── Extract provided ──

Interesting, thank you.
Not seen you post in many a year.
I keep nosing about, mainly post on Arrse these days. The reality is the Leonardo M-346 is the best turnkey “British enough” solution that the RAF in particular has been keen on for the last few decades now, it does all they want, has significantly lower per hour flight costs that the Hawk T2, a modern adaptable cockpit suitable for Typhoon and F-35 conversion that will be adaptable to Tempest and most importantly allows a wider range of pilots to be able to sit in the cockpit. The Hawk was developed from the 1964 AST 362 requirement meaning the Cockpit Anthropometrics for the type is based around that of a 1960s average male pilot. With the Hawk short pilots mainly woman can’t reach the pedals and tall pilots would have their knees and shins ripped off by the cockpit bulkhead of they ejected. This is causing a significant bottleneck in the fast jet training pipeline with promising pilots forced onto helicopters or having to wait for a precious training slot at IFTS in Italy on the M-346. The forcing of the Hawk T2 onto the RAF by the New Labour government in 2003 is a textbook case of political interference overriding military requirements to shield an industrial prime. In the early 2000s, the RAF explicitly requested a formal, open procurement competition to replace its aging Hawks. The Government due to the fear of lost jobs at Brough cancelled the tender process and initiated a direct purchase of the Hawk T2. The Civil service actually tried to block this as a gross waste of public money on a type that did not meet the RAF needs. To push the contract through, Defence Secretary Geoff Hoon was forced to issue an official “Ministerial Direction”. This is an incredibly rare constitutional mechanism where a politician explicitly orders an unsupportable financial expenditure, legally absolving the civil service of the blame when the project goes wrong. Frankly this was one of the greater defence debacles of that decade but it went largely under the public radar due to the message of British jobs being saved to buy what was according to the BAE Press machine “A world beating” jet trainer. I remember the chest beating enthusiasm from UK Aviation enthusiasts and Journolists for buying the Hawk T2 and how it would precede another great period of Hawk exports….that never materialised as the M-346, T-50 and various Chinese types cleaned up on the market.
OH and note BAE Systems shut down Brough anyway and moved production to Warton…
Thanks. I recall your informed commentary before in this area.
I recall, maybe wrongly, that it was Hoon who insisted on the engines for the T45.
I don’t know….damned Tories.
That is a bit more complex, yes he did but it was jobs in his own constituency that was under threat so I can understand where he was coming from, Hoon was also Labour. In respect of the WR21 the core gas turbine which is based on the RR RB211 is good it is the ICR system from Westinghouse where the issue lies and even then there are some factors that people don’t understand for example the T45 was always intended to have more Diesel generators alongside the Gas Turbines, the numbers were cut to save money leading to the vessel not having the intended installed reserve power. Also in respect of the decision to go for the WR21 on the T45 BAE Systems contrary to popular belief did not state that they prefered the GE LM2500 solution. What they said based upon internal studies was the GE solution and the Westinghouse/RR solution could both deliver the needed power, range and performance for the type but the WR21 had a higher risk. Stating there was a higher risk is very different from stating that the GE LM2500 should have been picked. It should also be noted that without the funding for the WR21 RR would probably have left the ship engine game and the excellent MT30 would never have happened.

───
── Data extract ──

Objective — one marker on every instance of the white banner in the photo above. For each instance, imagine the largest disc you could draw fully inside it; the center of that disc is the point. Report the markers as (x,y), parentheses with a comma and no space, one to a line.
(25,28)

───

**Exercise tasks:**
**a)** In the forum discussion on RAF jet trainers, which Defence Secretary issued a Ministerial Direction to push the Hawk T2 contract through?
**b)** Extend the forum discussion on RAF jet trainers, picking up after its last sentence.
The data is not needed for this work.

**Results for the exercise:**
**a)** Geoff Hoon

**b)**
I know he was Labour. I was tongue in cheek, joking at all the posters who have very short or selective memories and blame the Tories for everything. 👍
Those details on T45 were beyond me, so thanks for that.
Agreed, the Leonardo M-346 is the logical “sweet spot” choice. BAE Systems wants to lucratively to undertake final assembly of 40-50 T-7A Red Hawk’s in the UK for the RAF, but bitter experience shows that this is poor use of tax payer money. E.g. For the AgustaWestland Apache AH-1, I recollect reading an article in an old RUSI Journal that claimed the MOD would have saved at least £1 billion by sending the whole associated workforce at Yeovil (c.500) home on full pay for seven years, and instead just bought completed helicopters (rather than kits) from Boeing.
BAE Systems made a huge mistake by not investing some of its own money in a completely new AJT trainer to replace the highly successful and very profitable Hawk in the early 2000’s. Instead it lazily assumed that the MOD would eventually have no choice but pay it on cost+ basis to do that. But all the MOD could afford was the Advanced Hawk (T.2], which was never going to be enough to keep up with emerging competition.
Now now….got to keep the UK MIC in pork. Regardless of the cost to the military and MoDs budget…
But surely we can buy some Drones ?
T7 Red Hawk assembled at Warton….jobs no brainer. BAE could develop a combat version.
‘…the question of what flies over the King’s Birthday Parade in red after the Hawk T1 is one that is unlikely to wait much longer’
How has it come to this? The answer is straightforward:
‘In the period 2002 to the present, the total cost to the electricity consumer of those renewable electricity subsidy schemes that we can quantify has amounted to approximately £220 billion (in 2024 prices), equivalent to nearly £8,000 per household.
The annual subsidy cost is currently £25.8 billion a year, a sum equivalent to nearly fifty per cent of UK annual spending on defence.
Subsidy to renewable electricity generators now comprises about 40% of the total cost of electricity supply in the United Kingdom
The total subsidy cost per unit of renewable electricity generated has risen by nearly 50% in real terms since 2005 and now stands at approximately £200/MWh.’
Why is expensive pursuit of net zero, soaking up the tax revenue that should, by now, be spent on defence, a remarkably poor policy choice?
‘One of the most striking features of Earth’s climate history is its rhythmic natural structure. Throughout the Holocene, we observe:
multidecadal oscillations (~60 years),
centennial fluctuations,
millennial‑scale cycles such as the Eddy cycle,
and the Hallstatt–Bray cycle.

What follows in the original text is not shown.